* OBJECTIVE
Format every line of the data below, from the line containing "Label the sandy" through the end of the data, as a JSON list of strings with one string per line and blank lines omitted.

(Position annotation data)
╔══
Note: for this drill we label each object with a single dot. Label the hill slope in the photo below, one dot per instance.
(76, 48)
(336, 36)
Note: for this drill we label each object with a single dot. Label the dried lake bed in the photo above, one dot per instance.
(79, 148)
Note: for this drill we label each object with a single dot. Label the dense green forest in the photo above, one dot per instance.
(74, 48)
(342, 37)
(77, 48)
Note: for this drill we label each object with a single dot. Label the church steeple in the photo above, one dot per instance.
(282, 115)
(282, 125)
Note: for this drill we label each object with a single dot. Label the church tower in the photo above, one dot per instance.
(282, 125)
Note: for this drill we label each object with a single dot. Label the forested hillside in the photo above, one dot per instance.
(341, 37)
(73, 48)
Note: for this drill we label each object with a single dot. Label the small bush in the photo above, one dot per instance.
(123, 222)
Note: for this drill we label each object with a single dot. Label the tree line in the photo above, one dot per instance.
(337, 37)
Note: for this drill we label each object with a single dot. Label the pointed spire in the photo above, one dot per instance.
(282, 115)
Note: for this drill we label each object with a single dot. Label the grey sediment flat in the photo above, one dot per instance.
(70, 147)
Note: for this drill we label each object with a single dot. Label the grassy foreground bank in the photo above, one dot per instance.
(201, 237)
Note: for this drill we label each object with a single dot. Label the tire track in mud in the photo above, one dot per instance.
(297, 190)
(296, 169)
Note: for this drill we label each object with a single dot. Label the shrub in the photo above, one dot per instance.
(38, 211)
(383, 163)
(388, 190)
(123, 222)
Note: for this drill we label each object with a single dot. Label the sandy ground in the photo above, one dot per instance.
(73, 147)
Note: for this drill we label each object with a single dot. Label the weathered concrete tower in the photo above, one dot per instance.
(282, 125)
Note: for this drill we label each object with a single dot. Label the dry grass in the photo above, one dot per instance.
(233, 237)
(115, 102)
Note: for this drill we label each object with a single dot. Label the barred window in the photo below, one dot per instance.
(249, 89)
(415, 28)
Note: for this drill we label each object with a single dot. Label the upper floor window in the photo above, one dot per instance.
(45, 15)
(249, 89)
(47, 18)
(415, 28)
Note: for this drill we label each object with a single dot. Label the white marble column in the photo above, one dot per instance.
╚══
* TASK OUTPUT
[
  "Note: for this drill we label each object with a single dot. Label the sandy ground in the photo above, one dot per instance.",
  "(73, 147)",
  "Note: for this drill we label each object with a single dot. Label the weathered concrete tower in the photo above, one dot per instance.",
  "(282, 125)",
  "Note: for this drill we label each object with a single dot. Label the dry grass in the photo above, one dot per instance.",
  "(233, 237)",
  "(115, 102)",
  "Note: for this drill we label each object with a single dot. Label the barred window in the photo below, one dot per instance.",
  "(249, 89)",
  "(415, 28)",
  "Note: for this drill we label each object with a single dot. Label the upper floor window in the photo above, one dot per instance.",
  "(45, 15)",
  "(249, 89)",
  "(47, 18)",
  "(415, 28)",
  "Note: for this drill we label each object with a single dot. Label the white marble column in the photo above, one dot per instance."
]